Algae, Yeast, and Bacteria: The Cutting Edge of Cannabis-Free Cannabinoids
So far we’ve been talking about naturally occurring cannabinoids and cannabimimetics found in plants, but what about cutting edge scientific efforts to tweak plants, fungus, and bacteria to produce cannabinoids?
A team of researchers out of UC Berkeley had the idea to tweak brewer’s yeast to brew up something much more interesting than just alcohol – cannabinoids. In 2019, they announced the “Complete biosynthesis of cannabinoids and their unnatural analogues in yeast,” effectively turning simple sugars into cannabinoids; in other words, spinning gold from straw. In a nutshell, they engineered a yeast to contain cannabis genes and produce the needed chemical precursors to make cannabinoids. “For the consumer, the benefits are high-quality, low-cost CBD and THC: you get exactly what you want from yeast,” said Jay Keasling, a faculty scientist at Lawrence Berkeley National Laboratory, “It is a safer, more environmentally friendly way to produce cannabinoids.” A 2022 study by a different group of researchers noted that this sort of engineering can be done not just with yeast, but also with bacteria. At least one company, Hyasynth Bio, has attempted to bring products to market made using cannabinoids from yeast.
It may not sound as appealing as using brewer’s yeast as the starting point, but multiple teams of researchers are tweaking algae to produce cannabinoids. As early as 2018, the US Patent And Trademark Office received at least one application regarding a “method for producing a cannabinoid in algae.” In 2020, a team of researchers based out of the University of Quebec, partnered with the Canadian government, announced they were “the first to demonstrate that cannabinoids can be successfully grown in microalgae.” While algae is large enough to be seen with the naked eye, microalgaes are single-celled organisms and may be prokaryotic (like cyanobacteria) or eukaryotic (like green algae).
Even More Sources of Cannabimimetics
While this article focused on black pepper, olive oil, wooly umbrella, and engineering algae or yeast, that is by no means an exhaustive list of non-cannabis sources for things that interact with the ECS.

**Work request:**
Answer these questions from the passage on cannabinoids made by yeast and algae:
(a) In what year did the UC Berkeley team announce the complete biosynthesis of cannabinoids in yeast?
(b) According to the 2022 study, what besides yeast can be engineered this way?
(c) Researchers from which university announced in 2020 that cannabinoids can be grown in microalgae?

**Natural-language descriptions of regions:**
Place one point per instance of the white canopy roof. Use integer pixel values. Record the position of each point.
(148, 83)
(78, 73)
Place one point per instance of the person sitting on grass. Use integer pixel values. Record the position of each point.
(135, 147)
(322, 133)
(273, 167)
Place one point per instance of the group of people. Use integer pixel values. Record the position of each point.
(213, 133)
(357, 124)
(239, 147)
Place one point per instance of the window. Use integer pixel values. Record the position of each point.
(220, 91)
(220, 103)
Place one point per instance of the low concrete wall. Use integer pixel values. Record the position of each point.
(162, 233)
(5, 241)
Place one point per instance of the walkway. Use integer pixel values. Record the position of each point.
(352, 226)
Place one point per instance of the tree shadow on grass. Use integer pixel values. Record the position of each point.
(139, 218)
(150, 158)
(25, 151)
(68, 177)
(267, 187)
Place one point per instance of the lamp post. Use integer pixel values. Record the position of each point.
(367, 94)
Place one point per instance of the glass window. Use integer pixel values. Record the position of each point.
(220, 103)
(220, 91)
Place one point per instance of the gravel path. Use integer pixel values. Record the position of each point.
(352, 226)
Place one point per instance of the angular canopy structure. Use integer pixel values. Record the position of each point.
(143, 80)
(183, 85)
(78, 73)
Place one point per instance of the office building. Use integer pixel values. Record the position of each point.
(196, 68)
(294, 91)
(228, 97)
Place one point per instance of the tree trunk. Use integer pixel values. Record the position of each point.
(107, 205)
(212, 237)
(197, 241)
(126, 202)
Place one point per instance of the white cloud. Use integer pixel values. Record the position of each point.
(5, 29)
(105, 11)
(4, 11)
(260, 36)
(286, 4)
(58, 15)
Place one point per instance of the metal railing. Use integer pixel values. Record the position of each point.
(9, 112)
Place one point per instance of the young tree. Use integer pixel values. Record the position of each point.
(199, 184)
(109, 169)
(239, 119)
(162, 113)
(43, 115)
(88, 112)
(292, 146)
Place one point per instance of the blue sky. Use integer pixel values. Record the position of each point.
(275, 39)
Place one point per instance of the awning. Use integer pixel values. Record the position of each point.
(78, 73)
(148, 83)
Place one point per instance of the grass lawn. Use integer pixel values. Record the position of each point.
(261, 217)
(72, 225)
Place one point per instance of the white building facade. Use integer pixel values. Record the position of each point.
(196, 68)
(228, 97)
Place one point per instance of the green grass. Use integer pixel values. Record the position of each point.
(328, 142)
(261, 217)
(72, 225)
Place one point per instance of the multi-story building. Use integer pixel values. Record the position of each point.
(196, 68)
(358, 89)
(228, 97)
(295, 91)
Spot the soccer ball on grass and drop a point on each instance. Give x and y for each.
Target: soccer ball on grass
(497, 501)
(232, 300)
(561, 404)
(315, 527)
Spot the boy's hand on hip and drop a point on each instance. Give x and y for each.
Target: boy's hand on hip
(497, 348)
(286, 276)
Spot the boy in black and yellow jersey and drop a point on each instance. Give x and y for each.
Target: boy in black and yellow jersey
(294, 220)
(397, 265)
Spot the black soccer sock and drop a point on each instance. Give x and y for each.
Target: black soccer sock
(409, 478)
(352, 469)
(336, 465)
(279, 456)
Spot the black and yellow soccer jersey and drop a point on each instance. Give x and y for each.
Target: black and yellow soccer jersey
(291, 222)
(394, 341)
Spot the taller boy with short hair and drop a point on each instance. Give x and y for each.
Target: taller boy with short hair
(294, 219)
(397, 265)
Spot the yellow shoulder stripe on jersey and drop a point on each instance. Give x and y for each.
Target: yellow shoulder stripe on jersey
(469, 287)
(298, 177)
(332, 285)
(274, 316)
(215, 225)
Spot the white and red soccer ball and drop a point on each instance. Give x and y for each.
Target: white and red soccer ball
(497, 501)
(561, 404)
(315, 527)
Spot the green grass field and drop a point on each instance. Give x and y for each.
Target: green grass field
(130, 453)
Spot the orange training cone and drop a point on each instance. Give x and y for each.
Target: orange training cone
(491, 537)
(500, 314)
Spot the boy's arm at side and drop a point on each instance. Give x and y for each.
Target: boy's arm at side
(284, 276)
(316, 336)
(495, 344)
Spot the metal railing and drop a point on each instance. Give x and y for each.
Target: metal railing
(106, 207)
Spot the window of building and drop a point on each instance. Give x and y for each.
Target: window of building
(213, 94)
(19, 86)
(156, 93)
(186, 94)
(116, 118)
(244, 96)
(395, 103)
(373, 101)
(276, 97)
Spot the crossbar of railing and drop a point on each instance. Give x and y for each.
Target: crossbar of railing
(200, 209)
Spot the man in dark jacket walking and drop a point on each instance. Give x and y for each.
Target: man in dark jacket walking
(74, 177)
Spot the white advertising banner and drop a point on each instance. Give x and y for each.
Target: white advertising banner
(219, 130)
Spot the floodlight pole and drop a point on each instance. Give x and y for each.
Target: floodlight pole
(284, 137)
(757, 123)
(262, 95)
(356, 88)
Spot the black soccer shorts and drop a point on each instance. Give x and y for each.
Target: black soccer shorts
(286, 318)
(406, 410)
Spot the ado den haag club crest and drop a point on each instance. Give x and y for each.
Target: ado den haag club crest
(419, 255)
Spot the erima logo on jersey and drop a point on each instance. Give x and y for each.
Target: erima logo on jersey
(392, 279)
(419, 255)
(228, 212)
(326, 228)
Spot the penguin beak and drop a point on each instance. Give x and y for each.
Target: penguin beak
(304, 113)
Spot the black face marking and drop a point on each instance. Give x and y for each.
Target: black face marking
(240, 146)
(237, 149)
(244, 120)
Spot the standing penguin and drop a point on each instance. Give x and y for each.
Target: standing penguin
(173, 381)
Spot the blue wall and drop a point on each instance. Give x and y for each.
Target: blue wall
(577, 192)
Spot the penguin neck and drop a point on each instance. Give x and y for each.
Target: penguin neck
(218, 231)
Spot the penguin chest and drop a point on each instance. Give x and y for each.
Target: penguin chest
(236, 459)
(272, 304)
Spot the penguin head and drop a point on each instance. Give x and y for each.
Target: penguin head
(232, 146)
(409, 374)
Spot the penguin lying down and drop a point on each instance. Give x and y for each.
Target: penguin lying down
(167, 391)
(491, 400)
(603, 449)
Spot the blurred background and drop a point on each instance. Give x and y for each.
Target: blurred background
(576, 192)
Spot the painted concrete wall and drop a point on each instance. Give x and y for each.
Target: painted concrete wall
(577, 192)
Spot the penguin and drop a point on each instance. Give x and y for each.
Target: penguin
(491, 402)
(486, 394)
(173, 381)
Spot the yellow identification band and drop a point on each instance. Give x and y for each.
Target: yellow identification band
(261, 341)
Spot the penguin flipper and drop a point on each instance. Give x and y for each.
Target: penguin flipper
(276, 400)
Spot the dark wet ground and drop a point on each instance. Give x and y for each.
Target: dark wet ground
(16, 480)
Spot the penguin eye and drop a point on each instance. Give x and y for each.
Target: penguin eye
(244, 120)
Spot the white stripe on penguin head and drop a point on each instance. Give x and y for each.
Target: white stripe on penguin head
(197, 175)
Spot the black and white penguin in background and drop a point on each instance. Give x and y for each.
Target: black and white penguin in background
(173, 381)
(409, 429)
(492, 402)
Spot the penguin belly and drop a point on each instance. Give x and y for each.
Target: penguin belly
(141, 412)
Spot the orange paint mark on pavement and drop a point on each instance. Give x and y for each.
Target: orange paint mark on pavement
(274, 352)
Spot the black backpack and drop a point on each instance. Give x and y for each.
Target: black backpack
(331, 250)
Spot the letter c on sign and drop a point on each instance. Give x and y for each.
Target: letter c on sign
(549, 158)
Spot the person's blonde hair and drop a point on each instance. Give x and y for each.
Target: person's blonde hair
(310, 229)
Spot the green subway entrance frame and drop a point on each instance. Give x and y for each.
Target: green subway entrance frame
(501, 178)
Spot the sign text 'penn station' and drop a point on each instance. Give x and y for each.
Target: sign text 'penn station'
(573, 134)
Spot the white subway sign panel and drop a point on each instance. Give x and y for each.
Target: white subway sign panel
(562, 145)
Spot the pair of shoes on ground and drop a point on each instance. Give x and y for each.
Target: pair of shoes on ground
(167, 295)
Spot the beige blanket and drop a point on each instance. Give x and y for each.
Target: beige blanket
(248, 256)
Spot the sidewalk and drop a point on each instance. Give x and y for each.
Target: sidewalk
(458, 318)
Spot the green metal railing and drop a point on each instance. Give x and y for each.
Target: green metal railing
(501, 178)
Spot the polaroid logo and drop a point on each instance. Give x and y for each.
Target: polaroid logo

**Reply:**
(a) 2019
(b) Bacteria
(c) The University of Quebec